*Excerpt:*
[BEGIN]

The Paradox of Choice
Psychologist Barry Schwartz took aim at a central tenet of western societies in his book The Paradox of Choice. Freedom of choice, in Schwartz’s estimation, has not made us not freer but more paralyzed, not happier but more dissatisfied. Choice overload can make you question the decisions you make before you even make them, it can set you up for unrealistically high expectations, and it can make you blame yourself for any and all failures. In the long run, this can lead to decision-making paralysis, anxiety, and perpetual stress.
In his book, Barry Schwartz explains that choice, the hallmark of individual freedom and self-determination that we so cherish—becomes detrimental to our psychological and emotional well-being, impacts the challenges of balancing career, family, and individual needs, and paradoxically becomes a problem instead of a solution.

[END]

*Exercise brief:* Decide whether each statement below agrees with the excerpt on the paradox of choice. Answer yes or no and quote the words from the excerpt that decide it. 1. Choice overload can, over time, lead to anxiety and perpetual stress. 2. Choice overload can make people blame others for their failures. 3. Schwartz describes choice as ending up a solution rather than a problem.

*Data block:*
[BEGIN]

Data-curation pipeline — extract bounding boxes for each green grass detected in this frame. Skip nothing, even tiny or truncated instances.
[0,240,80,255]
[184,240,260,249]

[END]

*Output of the task:*
1. Yes: "In the long run, this can lead to decision-making paralysis, anxiety, and perpetual stress."
2. No: "it can make you blame yourself for any and all failures"
3. No: "paradoxically becomes a problem instead of a solution"